-- BEGIN Data shown --

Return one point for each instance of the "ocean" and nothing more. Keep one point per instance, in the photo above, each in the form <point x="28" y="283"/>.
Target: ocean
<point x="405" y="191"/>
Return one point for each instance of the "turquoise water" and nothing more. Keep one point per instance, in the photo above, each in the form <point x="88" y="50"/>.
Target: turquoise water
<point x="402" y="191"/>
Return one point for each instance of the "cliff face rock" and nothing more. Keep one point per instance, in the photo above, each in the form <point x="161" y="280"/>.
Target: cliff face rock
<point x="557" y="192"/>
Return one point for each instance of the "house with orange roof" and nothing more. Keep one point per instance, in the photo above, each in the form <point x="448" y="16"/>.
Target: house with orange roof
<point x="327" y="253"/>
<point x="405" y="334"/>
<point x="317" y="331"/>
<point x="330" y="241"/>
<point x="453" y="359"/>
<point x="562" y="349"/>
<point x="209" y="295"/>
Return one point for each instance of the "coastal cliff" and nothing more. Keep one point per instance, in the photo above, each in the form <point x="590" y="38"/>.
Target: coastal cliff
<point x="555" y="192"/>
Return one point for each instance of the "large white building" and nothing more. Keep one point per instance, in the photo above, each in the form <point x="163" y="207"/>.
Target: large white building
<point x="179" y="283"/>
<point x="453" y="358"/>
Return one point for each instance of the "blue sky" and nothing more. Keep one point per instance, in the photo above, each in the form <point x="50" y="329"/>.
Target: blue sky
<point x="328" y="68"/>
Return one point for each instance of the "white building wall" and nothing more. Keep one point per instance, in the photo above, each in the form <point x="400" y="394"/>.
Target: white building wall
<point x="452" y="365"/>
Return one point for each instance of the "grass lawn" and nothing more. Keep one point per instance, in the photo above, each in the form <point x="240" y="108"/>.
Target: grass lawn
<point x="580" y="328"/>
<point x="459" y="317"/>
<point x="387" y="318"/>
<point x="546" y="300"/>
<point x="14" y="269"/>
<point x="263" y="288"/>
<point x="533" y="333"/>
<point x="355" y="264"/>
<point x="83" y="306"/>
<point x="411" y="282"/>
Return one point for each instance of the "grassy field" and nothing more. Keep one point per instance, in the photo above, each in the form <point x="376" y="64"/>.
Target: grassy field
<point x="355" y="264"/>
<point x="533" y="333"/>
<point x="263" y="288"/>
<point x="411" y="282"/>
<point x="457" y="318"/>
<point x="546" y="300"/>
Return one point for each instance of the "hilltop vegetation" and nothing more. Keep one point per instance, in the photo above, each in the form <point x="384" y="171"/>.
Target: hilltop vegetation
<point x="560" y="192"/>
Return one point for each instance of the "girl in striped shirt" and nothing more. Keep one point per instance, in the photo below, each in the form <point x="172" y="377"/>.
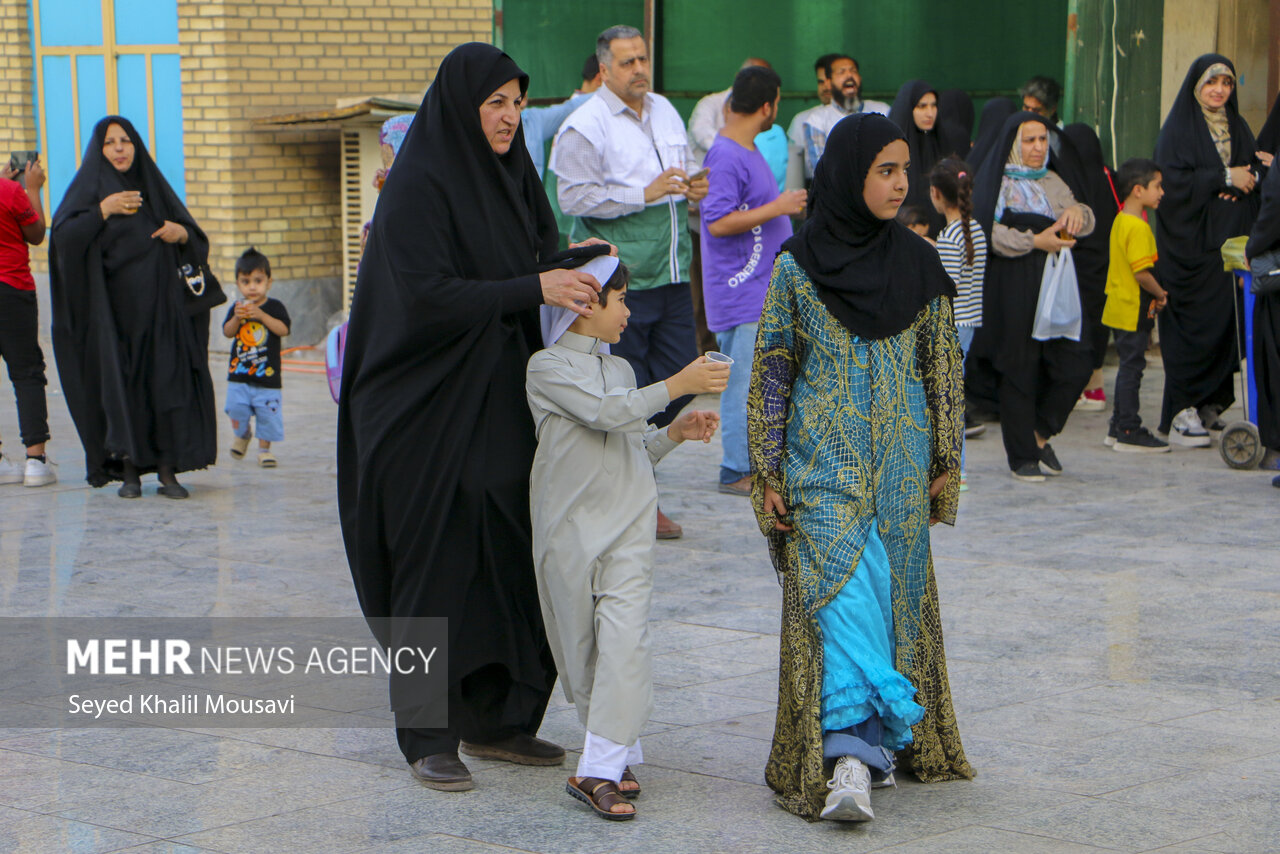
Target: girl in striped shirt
<point x="963" y="247"/>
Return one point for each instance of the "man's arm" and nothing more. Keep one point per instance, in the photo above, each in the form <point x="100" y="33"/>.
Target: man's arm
<point x="33" y="231"/>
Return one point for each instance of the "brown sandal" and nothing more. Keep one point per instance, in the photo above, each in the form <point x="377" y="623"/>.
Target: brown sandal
<point x="602" y="798"/>
<point x="630" y="794"/>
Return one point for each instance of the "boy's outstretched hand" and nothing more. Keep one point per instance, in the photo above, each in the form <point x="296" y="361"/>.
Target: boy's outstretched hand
<point x="696" y="424"/>
<point x="699" y="377"/>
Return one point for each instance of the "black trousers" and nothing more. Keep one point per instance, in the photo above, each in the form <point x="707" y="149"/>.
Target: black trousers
<point x="19" y="347"/>
<point x="659" y="339"/>
<point x="1132" y="350"/>
<point x="1040" y="396"/>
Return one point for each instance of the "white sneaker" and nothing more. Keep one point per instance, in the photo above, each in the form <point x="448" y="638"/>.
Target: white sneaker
<point x="10" y="471"/>
<point x="39" y="474"/>
<point x="850" y="799"/>
<point x="1188" y="430"/>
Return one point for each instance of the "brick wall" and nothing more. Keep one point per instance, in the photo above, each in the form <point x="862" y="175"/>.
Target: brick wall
<point x="242" y="60"/>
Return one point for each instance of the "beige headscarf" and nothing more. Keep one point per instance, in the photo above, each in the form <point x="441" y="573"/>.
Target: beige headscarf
<point x="1217" y="120"/>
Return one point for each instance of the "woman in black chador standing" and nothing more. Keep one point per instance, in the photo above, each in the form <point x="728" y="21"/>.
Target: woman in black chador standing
<point x="435" y="441"/>
<point x="1206" y="155"/>
<point x="132" y="341"/>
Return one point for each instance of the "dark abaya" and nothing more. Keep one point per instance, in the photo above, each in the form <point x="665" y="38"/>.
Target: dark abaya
<point x="927" y="147"/>
<point x="435" y="441"/>
<point x="1198" y="327"/>
<point x="955" y="115"/>
<point x="1265" y="237"/>
<point x="991" y="120"/>
<point x="132" y="360"/>
<point x="1092" y="254"/>
<point x="1037" y="382"/>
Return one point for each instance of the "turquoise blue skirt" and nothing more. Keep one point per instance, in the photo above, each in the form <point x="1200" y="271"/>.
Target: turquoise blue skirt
<point x="858" y="677"/>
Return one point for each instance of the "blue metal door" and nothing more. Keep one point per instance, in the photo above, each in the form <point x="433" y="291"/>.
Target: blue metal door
<point x="96" y="58"/>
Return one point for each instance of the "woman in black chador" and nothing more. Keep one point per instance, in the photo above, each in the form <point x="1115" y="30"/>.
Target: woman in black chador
<point x="132" y="343"/>
<point x="1206" y="155"/>
<point x="435" y="441"/>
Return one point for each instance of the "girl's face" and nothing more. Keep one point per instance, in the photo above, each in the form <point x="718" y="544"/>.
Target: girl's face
<point x="926" y="112"/>
<point x="1216" y="90"/>
<point x="1033" y="138"/>
<point x="118" y="147"/>
<point x="886" y="183"/>
<point x="499" y="115"/>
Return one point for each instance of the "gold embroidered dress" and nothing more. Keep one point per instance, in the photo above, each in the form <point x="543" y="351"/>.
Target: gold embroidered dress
<point x="851" y="432"/>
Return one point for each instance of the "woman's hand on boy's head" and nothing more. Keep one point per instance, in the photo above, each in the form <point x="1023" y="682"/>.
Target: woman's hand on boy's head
<point x="691" y="427"/>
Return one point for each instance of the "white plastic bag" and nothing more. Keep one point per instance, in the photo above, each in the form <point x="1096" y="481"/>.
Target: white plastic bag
<point x="1057" y="310"/>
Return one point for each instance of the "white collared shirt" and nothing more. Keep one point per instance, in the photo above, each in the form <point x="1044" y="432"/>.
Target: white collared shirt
<point x="606" y="154"/>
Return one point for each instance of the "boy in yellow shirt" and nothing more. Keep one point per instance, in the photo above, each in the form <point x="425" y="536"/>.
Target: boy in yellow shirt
<point x="1133" y="300"/>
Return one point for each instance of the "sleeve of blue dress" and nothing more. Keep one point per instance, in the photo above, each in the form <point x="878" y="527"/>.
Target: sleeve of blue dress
<point x="942" y="373"/>
<point x="769" y="396"/>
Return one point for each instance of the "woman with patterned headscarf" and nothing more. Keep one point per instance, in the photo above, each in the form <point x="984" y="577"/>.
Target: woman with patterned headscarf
<point x="1206" y="155"/>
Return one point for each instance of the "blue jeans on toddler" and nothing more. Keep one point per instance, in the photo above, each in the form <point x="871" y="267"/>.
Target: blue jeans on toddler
<point x="245" y="401"/>
<point x="737" y="343"/>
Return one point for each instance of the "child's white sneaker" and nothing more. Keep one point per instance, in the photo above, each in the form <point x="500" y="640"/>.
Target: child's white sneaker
<point x="850" y="799"/>
<point x="240" y="446"/>
<point x="10" y="471"/>
<point x="39" y="473"/>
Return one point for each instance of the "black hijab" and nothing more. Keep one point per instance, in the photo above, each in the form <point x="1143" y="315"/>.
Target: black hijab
<point x="955" y="115"/>
<point x="112" y="287"/>
<point x="927" y="147"/>
<point x="1189" y="220"/>
<point x="873" y="274"/>
<point x="443" y="320"/>
<point x="990" y="124"/>
<point x="1063" y="159"/>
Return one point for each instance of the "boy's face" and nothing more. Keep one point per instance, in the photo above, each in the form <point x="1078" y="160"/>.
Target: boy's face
<point x="606" y="322"/>
<point x="254" y="286"/>
<point x="1151" y="195"/>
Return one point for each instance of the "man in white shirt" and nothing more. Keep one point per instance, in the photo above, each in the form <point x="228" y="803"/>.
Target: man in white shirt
<point x="796" y="173"/>
<point x="846" y="86"/>
<point x="621" y="163"/>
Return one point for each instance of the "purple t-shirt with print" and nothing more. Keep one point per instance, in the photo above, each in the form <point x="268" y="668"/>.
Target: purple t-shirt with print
<point x="736" y="269"/>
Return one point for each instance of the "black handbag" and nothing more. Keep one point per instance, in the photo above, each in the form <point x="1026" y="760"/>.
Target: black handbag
<point x="201" y="288"/>
<point x="1265" y="273"/>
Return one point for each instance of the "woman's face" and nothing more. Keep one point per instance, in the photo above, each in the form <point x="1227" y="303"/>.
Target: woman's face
<point x="118" y="147"/>
<point x="886" y="183"/>
<point x="1216" y="90"/>
<point x="926" y="112"/>
<point x="499" y="115"/>
<point x="1033" y="138"/>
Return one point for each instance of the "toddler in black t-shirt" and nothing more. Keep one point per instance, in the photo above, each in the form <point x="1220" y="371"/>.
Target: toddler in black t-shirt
<point x="255" y="324"/>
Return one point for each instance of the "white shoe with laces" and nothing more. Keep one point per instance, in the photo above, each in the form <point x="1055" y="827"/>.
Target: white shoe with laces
<point x="39" y="473"/>
<point x="10" y="471"/>
<point x="850" y="799"/>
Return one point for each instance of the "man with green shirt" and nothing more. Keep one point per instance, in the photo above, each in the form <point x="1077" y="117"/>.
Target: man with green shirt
<point x="620" y="160"/>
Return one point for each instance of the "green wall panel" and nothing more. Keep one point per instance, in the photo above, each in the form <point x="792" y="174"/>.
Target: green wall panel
<point x="1134" y="88"/>
<point x="551" y="39"/>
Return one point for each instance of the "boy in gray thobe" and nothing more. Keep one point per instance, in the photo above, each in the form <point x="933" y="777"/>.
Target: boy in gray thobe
<point x="594" y="510"/>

-- END Data shown --

What this task involves: Return every line of the material above that contains the word "purple".

Problem solution:
Return one point for each instance of the "purple t-shirt with print" and nothing more. Keep one point per instance, in the photo above, each in the form <point x="268" y="668"/>.
Target: purple t-shirt with print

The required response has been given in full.